(Task objective) Report every line in the data below that contains the word "sandal", copying each such line in full.

(Entries supplied)
"""

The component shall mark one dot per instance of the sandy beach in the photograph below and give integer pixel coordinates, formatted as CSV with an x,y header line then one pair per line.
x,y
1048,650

"""
"""

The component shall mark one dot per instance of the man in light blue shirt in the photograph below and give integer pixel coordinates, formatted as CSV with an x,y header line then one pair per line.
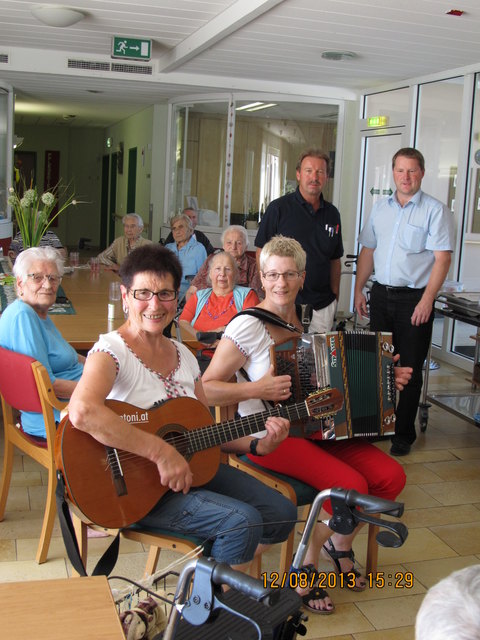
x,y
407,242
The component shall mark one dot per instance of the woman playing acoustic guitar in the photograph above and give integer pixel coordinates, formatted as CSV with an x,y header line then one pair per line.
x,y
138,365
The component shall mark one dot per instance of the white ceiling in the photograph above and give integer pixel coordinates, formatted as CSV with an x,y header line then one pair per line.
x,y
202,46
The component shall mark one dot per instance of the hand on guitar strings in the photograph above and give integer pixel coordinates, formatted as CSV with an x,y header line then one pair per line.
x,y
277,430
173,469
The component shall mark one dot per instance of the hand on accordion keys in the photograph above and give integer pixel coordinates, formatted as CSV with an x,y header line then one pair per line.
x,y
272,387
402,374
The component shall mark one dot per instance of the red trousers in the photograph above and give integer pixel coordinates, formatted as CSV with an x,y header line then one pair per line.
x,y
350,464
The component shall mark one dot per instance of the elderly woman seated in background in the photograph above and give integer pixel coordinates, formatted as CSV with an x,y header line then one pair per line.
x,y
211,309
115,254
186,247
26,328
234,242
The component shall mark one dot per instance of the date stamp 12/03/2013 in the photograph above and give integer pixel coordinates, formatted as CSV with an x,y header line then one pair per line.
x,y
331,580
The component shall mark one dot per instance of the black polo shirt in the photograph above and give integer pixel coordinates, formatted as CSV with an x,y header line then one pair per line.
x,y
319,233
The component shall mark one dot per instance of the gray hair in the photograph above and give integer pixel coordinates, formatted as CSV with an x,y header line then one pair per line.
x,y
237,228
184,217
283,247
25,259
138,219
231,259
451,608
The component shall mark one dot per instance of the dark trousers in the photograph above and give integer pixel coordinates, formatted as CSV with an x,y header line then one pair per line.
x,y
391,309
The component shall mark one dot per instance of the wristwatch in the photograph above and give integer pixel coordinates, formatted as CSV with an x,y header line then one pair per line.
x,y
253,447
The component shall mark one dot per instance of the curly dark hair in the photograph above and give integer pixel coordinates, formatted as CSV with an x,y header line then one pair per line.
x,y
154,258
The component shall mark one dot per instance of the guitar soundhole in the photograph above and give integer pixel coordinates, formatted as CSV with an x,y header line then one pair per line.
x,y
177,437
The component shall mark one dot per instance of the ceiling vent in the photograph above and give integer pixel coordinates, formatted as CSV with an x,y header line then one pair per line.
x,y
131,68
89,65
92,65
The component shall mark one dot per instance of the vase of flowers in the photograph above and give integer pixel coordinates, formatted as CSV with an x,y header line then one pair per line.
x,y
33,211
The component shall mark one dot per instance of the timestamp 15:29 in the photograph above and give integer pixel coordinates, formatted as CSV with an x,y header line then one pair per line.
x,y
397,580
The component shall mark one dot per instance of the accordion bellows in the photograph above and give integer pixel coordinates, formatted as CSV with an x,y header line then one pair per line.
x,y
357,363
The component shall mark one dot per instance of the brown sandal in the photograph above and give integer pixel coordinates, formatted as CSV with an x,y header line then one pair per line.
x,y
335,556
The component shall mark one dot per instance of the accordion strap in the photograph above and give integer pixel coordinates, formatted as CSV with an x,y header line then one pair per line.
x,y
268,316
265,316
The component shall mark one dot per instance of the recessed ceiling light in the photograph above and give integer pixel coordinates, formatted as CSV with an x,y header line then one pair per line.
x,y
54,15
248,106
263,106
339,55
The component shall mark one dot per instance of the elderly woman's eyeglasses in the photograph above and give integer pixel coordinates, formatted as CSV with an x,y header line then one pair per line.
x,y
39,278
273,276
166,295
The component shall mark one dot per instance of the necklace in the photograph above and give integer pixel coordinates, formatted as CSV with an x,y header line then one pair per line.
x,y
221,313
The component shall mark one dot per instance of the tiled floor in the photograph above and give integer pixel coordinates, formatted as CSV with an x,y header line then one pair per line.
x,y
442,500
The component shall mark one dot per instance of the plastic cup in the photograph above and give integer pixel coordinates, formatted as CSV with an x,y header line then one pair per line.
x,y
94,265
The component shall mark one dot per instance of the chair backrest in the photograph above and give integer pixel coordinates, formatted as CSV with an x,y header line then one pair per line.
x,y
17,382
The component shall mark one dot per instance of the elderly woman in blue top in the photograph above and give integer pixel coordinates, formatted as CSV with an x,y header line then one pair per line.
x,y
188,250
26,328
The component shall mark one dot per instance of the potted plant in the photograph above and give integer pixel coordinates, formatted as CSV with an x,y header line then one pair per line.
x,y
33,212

"""
"""

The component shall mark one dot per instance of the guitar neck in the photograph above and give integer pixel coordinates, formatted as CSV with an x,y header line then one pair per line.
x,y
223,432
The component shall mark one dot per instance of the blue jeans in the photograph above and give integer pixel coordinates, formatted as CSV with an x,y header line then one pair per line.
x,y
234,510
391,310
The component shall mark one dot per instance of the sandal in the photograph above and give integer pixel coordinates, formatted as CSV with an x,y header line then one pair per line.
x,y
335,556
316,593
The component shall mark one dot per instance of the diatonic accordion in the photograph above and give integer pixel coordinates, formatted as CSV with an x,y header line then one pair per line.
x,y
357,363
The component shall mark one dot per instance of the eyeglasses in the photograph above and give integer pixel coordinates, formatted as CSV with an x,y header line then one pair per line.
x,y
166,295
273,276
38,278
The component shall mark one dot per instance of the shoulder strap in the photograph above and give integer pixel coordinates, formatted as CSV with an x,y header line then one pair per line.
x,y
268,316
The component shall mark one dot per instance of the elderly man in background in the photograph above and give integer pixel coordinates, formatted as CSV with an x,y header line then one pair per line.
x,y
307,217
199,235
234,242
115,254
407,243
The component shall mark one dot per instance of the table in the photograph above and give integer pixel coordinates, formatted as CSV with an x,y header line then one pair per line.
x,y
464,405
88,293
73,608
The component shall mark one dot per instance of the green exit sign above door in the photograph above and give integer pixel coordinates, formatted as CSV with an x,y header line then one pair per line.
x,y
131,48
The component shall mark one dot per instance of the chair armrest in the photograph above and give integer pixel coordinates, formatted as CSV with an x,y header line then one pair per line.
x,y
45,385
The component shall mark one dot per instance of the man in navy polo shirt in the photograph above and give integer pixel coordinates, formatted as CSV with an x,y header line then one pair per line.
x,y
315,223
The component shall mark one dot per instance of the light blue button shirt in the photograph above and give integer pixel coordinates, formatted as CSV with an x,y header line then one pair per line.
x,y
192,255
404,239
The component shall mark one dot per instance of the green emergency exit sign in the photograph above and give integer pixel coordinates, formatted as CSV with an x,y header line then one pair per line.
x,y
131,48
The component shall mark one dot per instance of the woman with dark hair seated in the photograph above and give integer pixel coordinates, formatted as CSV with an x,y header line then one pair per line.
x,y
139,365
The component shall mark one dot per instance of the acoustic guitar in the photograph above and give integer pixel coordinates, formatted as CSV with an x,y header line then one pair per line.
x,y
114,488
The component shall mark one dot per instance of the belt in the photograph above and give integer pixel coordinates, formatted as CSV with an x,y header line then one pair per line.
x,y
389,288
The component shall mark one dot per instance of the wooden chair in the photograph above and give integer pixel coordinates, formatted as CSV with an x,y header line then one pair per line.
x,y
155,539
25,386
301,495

"""

(Expected answer)
The component shall mark one dot per instance of the brown sandal in the photograph above and give integer pixel coordinates, formatted as CSV with an x,y header line then one pair per line.
The component shall mark one dot per instance of the sandal in the photograph above and give integer pixel coordinates, formatted as CSV with an x,y header line then one pair per line.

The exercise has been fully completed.